EXERCISE DIRECTIONS
Repeat the listing word for word, from the line containing "of the spectator's" through the line containing "of the black", with both of those lines included.

----- MATERIAL -----

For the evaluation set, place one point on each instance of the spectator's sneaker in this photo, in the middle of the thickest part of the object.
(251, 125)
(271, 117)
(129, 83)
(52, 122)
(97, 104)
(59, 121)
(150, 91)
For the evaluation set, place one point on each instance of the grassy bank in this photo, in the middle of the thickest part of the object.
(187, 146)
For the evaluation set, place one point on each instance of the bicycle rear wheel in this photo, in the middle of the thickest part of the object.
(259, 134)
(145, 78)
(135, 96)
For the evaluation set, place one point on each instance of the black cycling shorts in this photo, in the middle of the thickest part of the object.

-----
----- MATERIAL -----

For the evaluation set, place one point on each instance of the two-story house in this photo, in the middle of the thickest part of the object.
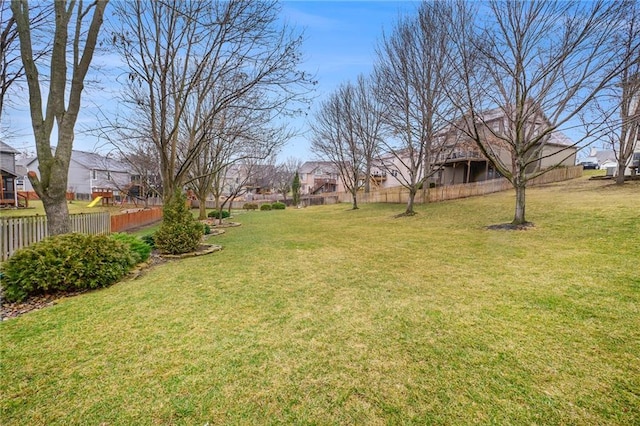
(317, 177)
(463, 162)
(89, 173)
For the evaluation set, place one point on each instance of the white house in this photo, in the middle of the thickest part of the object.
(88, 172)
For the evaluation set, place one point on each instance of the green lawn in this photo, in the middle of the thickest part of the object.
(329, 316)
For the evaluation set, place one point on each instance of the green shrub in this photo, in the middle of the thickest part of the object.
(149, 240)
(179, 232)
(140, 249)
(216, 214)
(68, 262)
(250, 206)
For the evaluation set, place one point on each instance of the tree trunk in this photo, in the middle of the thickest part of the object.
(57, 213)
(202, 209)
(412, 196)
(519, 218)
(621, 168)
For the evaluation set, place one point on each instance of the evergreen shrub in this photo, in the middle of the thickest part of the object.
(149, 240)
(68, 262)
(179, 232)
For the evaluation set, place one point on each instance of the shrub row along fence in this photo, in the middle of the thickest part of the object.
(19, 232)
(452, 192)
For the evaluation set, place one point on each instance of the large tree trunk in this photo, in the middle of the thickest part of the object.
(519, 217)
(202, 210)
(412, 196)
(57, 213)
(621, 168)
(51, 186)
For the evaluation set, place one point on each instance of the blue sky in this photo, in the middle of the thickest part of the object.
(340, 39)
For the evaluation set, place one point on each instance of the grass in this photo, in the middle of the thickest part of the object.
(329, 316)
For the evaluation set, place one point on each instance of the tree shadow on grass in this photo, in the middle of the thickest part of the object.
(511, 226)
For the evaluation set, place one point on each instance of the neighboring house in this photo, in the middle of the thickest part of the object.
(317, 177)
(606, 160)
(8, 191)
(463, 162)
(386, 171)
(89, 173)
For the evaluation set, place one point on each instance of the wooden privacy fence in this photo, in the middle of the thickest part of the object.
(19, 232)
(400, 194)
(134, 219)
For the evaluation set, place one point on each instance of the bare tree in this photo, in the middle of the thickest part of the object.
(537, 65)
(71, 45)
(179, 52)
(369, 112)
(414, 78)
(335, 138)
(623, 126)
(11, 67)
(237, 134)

-----
----- MATERIAL -----

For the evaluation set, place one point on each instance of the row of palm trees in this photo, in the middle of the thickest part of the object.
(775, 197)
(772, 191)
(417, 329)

-----

EXERCISE ANSWER
For the evaluation set, place one point on each instance of the spectator's sneaker in this photo, in the middle of the thickest part of the object.
(251, 125)
(271, 117)
(129, 83)
(52, 122)
(97, 104)
(59, 121)
(150, 91)
For the evaluation set, place one point on each instance of the grassy bank in this photo, in the middle of the thickest part of the object.
(187, 146)
For the evaluation set, place one point on each instance of the bicycle rear wheel in this photo, in the middle of the thickest part of the object.
(259, 134)
(145, 78)
(135, 96)
For the evaluation set, place one point on each instance of the black cycling shorts in this photo, in the middle of the thickest part of the object.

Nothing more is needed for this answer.